**To do:**
Give again, unaltered, the lines of the listing below that run from the line having "box: [256, 464, 292, 526]" through the line having "negative clicks: (366, 619) (388, 642)".

**Given data:**
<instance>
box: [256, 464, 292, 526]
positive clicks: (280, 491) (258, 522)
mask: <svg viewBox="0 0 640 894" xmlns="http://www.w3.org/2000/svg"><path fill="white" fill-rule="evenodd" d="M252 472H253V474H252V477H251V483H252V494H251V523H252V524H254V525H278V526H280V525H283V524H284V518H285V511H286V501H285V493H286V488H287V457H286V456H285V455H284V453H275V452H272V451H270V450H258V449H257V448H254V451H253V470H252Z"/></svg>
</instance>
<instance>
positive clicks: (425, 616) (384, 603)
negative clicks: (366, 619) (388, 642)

--

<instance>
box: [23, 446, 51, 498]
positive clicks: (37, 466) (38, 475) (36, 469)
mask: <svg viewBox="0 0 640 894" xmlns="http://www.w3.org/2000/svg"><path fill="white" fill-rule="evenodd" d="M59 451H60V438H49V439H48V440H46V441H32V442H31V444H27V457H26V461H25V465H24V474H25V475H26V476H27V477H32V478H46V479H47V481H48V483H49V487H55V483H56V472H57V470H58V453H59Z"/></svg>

**Exercise output:**
box: [256, 464, 292, 526]
positive clicks: (280, 491) (258, 522)
mask: <svg viewBox="0 0 640 894" xmlns="http://www.w3.org/2000/svg"><path fill="white" fill-rule="evenodd" d="M252 472H253V474H252V477H251V483H252V494H251V523H252V524H254V525H278V526H280V525H283V524H284V518H285V511H286V501H285V493H286V488H287V457H286V456H285V455H284V453H275V452H272V451H270V450H258V449H257V448H254V451H253V470H252Z"/></svg>
</instance>
<instance>
positive clicks: (425, 616) (384, 603)
negative clicks: (366, 619) (388, 642)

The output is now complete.